* _Work item_
Repeat the records below exactly as they appear, leaving out any pictures.

* _Dataset extract_

-*-*-

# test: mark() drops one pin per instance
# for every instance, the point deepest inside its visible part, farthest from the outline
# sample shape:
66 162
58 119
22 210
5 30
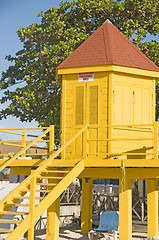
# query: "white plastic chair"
109 222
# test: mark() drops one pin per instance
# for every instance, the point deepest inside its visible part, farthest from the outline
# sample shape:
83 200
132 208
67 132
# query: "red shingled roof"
107 45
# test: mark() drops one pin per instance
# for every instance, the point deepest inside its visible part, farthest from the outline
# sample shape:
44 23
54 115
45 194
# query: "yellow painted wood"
22 170
52 232
115 173
51 140
109 68
23 150
23 142
48 200
86 211
125 209
63 115
138 163
156 140
152 208
32 207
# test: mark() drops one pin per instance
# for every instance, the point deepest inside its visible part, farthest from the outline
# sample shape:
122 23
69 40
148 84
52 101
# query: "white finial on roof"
107 21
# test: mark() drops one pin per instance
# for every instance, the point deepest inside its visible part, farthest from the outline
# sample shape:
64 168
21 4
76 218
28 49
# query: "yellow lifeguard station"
108 131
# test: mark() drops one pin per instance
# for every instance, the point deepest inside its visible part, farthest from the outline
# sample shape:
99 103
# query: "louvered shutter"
79 105
93 105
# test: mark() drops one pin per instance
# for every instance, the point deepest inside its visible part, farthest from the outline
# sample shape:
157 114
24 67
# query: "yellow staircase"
59 175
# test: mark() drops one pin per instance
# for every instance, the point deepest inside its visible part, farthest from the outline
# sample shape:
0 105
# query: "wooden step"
13 213
47 191
9 221
51 177
5 230
20 197
55 171
17 205
46 184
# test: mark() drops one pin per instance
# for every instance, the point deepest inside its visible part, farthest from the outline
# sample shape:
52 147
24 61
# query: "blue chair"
109 222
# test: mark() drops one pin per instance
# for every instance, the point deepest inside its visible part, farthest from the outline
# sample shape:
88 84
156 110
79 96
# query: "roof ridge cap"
137 49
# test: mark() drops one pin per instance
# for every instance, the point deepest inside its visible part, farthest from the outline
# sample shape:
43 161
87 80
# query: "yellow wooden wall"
95 91
133 102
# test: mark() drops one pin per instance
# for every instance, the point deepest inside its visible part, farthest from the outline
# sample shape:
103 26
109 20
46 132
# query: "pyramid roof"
107 45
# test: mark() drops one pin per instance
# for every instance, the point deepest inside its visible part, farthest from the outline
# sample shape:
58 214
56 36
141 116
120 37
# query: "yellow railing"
25 145
25 139
128 137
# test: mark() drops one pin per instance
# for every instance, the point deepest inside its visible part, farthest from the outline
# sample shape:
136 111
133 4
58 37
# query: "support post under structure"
152 208
86 211
53 212
125 209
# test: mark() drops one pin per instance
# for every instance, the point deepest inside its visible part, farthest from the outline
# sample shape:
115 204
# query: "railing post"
51 140
155 140
32 206
86 143
24 142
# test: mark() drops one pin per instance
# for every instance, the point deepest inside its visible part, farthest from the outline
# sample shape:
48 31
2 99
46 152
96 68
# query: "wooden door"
86 111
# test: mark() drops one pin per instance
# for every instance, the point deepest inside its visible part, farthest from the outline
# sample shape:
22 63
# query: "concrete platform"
73 232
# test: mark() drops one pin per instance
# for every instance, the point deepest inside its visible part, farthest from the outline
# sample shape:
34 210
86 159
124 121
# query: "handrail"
24 149
42 166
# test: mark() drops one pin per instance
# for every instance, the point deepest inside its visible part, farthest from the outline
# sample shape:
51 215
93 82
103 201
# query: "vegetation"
60 32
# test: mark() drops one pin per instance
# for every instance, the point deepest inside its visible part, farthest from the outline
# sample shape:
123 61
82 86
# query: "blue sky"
15 14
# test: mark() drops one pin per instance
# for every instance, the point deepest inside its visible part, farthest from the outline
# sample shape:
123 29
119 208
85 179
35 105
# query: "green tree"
60 32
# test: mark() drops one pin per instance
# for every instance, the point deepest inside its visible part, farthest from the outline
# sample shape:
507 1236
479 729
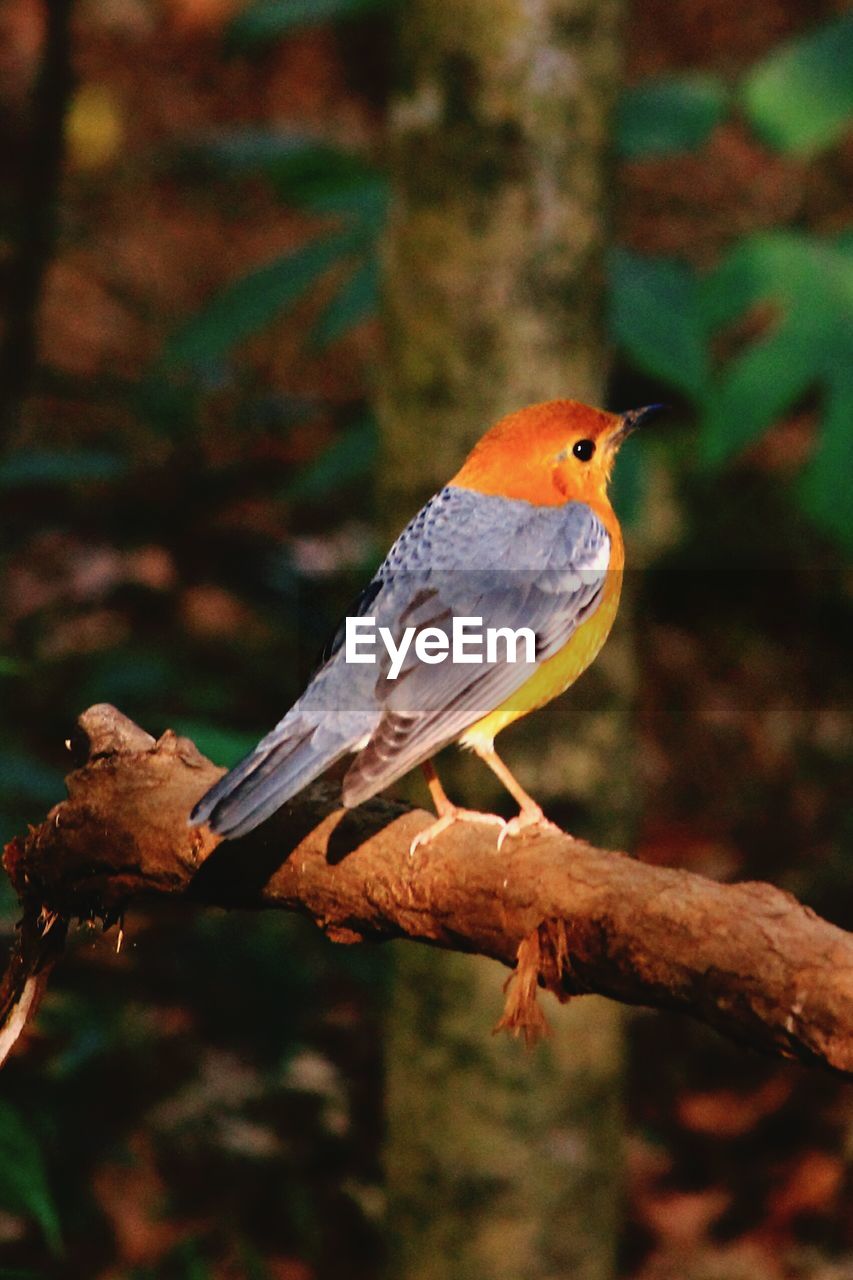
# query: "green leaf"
349 458
801 97
666 115
356 300
655 316
304 170
252 302
23 1182
810 286
33 467
222 745
27 778
755 391
269 19
825 484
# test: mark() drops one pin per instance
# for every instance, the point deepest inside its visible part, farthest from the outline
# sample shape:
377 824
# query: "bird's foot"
447 819
532 818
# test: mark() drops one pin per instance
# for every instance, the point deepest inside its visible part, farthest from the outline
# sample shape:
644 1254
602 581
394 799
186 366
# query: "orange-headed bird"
523 536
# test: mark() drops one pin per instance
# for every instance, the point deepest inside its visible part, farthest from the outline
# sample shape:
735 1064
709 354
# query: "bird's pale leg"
530 814
447 812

-*-*-

* _Output of the task_
# test: mark() drops one pin per instance
# for every instance, the point deepest inside its visible part, farthest from the outline
# sample shape:
66 162
58 119
22 210
5 30
# query: "white plastic chair"
109 222
# test: mark() drops one pin per instance
# for every instance, the point deepest inside its visible part, farthest from the outline
# sample shape:
83 200
132 208
67 132
# query: "red shingled roof"
107 45
# test: mark() drops one pin per instance
# for every instance, the point deepest inside its visible part, farthest from the outline
# sample shape:
44 23
54 115
45 194
# query: "yellow painted wood"
22 170
52 232
115 173
51 140
109 68
23 150
23 142
48 200
86 211
125 209
63 115
138 163
156 140
152 208
32 207
# test: mark() drops one pin per instance
# for every instance, the point deepest inside its visible part, farthest from the outline
# sample shape:
122 23
69 40
148 84
52 101
# query: "white finial on roof"
107 21
# test: mark() drops one pin per instance
# for every instance, the point deepest inside its visible part, farthest from the outline
# sample shape:
64 168
21 4
76 218
28 49
# query: "yellow lifeguard station"
108 131
# test: mark() drops one pin per instance
# for every instance, the point deepest inside its visible part, farthest from the outline
# sample shape:
99 103
# query: "louvered shutter"
79 105
93 105
# test: mark() drops one pin per instance
# for every instance, the point deepest inside its visible part, farthest from the outline
# sample shape:
157 114
24 67
# query: "yellow staircase"
59 175
# test: mark() drops one pin per instance
# for every instance, the point deepest inside its visible part, farthest from the outline
# sample shape:
0 105
# query: "wooden step"
13 213
47 191
9 221
51 177
5 230
20 197
55 171
17 205
46 184
# test: mark() drops one pin per instance
# for every instance, the point deepest inside its visible part, farthest from the outline
# sample shape:
52 147
24 61
# query: "blue chair"
109 222
# test: mark() drops one pin per instance
# for every instance, the point deepest inside its visible part, farthest from the outline
# sample shape:
88 84
156 110
79 96
# query: "roof ridge cap"
137 49
# test: mark() drops one pin per instance
# for every instance, the point deepest inside its visible part, farthest from the outline
# sample shape:
43 161
87 80
# query: "yellow wooden wall"
95 91
133 102
# test: mark() drops one pin per instance
# for every instance, the point deepest inside its visible part, farthest from the outline
# sample shape:
103 26
109 20
46 132
# query: "pyramid roof"
107 45
# test: mark() drops one pin per instance
# for every instance, the point deepest inside its visible part, farthest from the outline
# sample shape:
58 214
56 36
141 116
120 37
# query: "yellow railing"
25 145
25 139
128 137
# test: mark() drops one pin per instance
# for every instance, the point deepest inside its visible part, farthest from the outline
# sample shape:
136 111
133 4
58 37
# query: "support post under structure"
152 208
86 211
53 212
125 209
# test: mark() drops one pin per instance
# for every instance, the point deepest inside its visible part, farthest from the outline
# sample shape:
115 204
# query: "railing post"
51 140
155 140
32 206
86 143
24 142
# test: mark() drops one pin per instance
# for every instance, the point deepest inside its visible part, farthest from the outline
# sample shape:
48 31
2 99
46 152
96 68
# query: "wooden door"
86 111
# test: mark() drops one pin per instance
# for every instance, the point deepest inside its visible part, farthest from the outline
# sample shape:
22 63
# query: "concrete platform"
73 232
# test: mark() drops one pin per instance
# for every instance, the point deepest inside its visible part, farthest from the outline
# sample shape:
34 210
86 159
124 121
# query: "handrail"
24 149
42 166
# test: mark() drops one pin per instance
# for every instance, the point deepest inside its visible part, farthest from the outline
# sample shape:
51 215
93 82
103 201
# query: "vegetation"
60 32
# test: mark() drops one pin per instance
# for every instance, the point deepest inside its visible part, farthest from the outline
# sample shape:
123 61
82 86
# query: "blue sky"
15 14
# test: mark() drops one pin per instance
# for every instance, the point deepest inside its visible part, farthest from the outline
# sample shape:
123 29
119 208
85 179
35 105
# query: "green tree"
60 32
# test: mark() drops one pin per instance
# for every instance, the point deepest inside its visible part, farthest from the outline
# sample shape:
507 1236
479 729
# query: "green leaf"
349 458
801 97
666 115
356 300
655 316
304 170
252 302
23 1182
810 286
33 467
222 745
27 778
755 391
269 19
825 484
# test: mark() drops one pin per instance
# for every instance, the point deepest inside its visible part, farthest from the outline
# sample shape:
377 824
# query: "bird's foot"
447 819
532 818
# test: mark() drops one pin per instance
# for every instance, the point deepest inside its visible part, farthest from the outline
# sample shape:
644 1254
602 581
394 799
186 366
# query: "orange-headed bird"
523 536
# test: mark() drops one pin per instance
# for every instance, the point deepest inside its visible part, farthest from the outline
# sample shape:
735 1064
709 354
# query: "bird's pale leg"
530 814
447 812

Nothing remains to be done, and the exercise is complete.